Begin Text section

No emergency

While Deri’s support for the freedom of the press is certainly laudable, it would only be natural to question whether he might have some ulterior motive.

Arye Deri. (photo credit: MARC ISRAEL SELLEM/THE JERUSALEM POST)
Arye Deri.
(photo credit: MARC ISRAEL SELLEM/THE JERUSALEM POST)
Interior Minister Arye Deri caused quite a stir last week by introducing a bill to revoke the British Mandate-era Press Ordinance, which was immediately hailed as an historic move to enhance freedom of the press.
If it becomes law, the measure would cancel the requirement to obtain a government-issued license if someone wanted to publish a new newspaper. The measure would not apply to broadcast or online journalism.
“Canceling the licensing process will allow more newspapers to be opened, will add to the democratic and pluralistic process and will eradicate the antiquated and anachronistic process, which has become obsolete,” said Deri, who is also chairman of the ultra-Orthodox Shas party.

End Text section

--- Task set ---
1/ In the editorial on Arye Deri's Press Ordinance bill, which kinds of journalism would the measure not cover?
2/ Resume the editorial on Arye Deri's Press Ordinance bill, picking up right after its final sentence.
The records play no part in this work and can be left aside.

Begin Provided material

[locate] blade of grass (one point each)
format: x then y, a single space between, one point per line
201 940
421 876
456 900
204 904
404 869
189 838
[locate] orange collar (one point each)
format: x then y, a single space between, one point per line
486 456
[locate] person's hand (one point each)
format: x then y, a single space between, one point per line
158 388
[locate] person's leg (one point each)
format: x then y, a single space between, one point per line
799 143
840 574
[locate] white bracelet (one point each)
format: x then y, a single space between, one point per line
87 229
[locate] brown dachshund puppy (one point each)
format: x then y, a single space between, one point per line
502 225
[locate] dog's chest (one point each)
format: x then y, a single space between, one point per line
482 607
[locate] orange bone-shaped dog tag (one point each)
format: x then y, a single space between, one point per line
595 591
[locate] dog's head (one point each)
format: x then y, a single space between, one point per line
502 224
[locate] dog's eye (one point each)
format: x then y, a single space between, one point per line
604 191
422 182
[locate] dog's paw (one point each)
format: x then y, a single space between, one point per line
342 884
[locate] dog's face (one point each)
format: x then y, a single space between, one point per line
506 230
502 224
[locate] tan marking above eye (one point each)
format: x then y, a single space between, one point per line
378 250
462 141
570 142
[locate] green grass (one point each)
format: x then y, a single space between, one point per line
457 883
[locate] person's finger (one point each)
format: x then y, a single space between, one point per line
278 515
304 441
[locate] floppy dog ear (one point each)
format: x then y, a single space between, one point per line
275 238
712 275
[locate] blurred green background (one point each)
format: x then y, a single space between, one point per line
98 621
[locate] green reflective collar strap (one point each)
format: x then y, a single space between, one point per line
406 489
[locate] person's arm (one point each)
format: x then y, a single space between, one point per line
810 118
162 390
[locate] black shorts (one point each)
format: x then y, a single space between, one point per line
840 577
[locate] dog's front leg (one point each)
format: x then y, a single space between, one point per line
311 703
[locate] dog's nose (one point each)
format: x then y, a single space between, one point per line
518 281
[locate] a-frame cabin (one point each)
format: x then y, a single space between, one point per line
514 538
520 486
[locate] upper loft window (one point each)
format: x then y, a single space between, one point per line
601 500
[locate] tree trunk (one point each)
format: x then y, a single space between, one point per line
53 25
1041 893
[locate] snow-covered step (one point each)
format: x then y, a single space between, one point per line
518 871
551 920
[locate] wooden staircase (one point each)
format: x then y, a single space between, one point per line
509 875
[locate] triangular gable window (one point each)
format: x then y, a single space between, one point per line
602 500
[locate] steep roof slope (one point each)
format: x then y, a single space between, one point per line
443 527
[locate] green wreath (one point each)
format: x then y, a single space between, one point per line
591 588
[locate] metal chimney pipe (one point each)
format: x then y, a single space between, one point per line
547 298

End Provided material

--- Task-by-task answers ---
1/ Broadcast and online journalism.

2/
While Deri’s support for the freedom of the press is certainly laudable, it would only be natural to question whether he might have some ulterior motive, given his previous prison sentence for abusing the same ministerial position. Indeed, last summer, before he was sworn in for a second controversial term as interior minister, he complained that the Shas party newspaper, Yom Leyom, no longer represented his views, and his office announced that Shas would start a “new, high-quality newspaper.”
The timing of Deri’s bill was also not totally altruistic, as the Association for Civil Rights in Israel noted, since he made it shortly before the deadline to respond to ACRI’s petition to the High Court of Justice to cancel the Press Ordinance. ACRI’s petition also sought the revocation of the government’s authority to close a newspaper, which it said “is an even greater threat to freedom of the press than the license requirement.”
So if Deri’s bill passes, his Shas party will be able to establish another newspaper without government interference, as will anyone else. On the face of it, this would be a winwin for Israeli democracy – but only a very minor one and much less than the “historic” move so heralded by the freedom-loving public.
The question that begs to be asked is whether this timid revocation of a British Mandatory law will be the first swallow heralding a spring of other freedoms, or just fade into the legal morass Israel has been mired in since independence.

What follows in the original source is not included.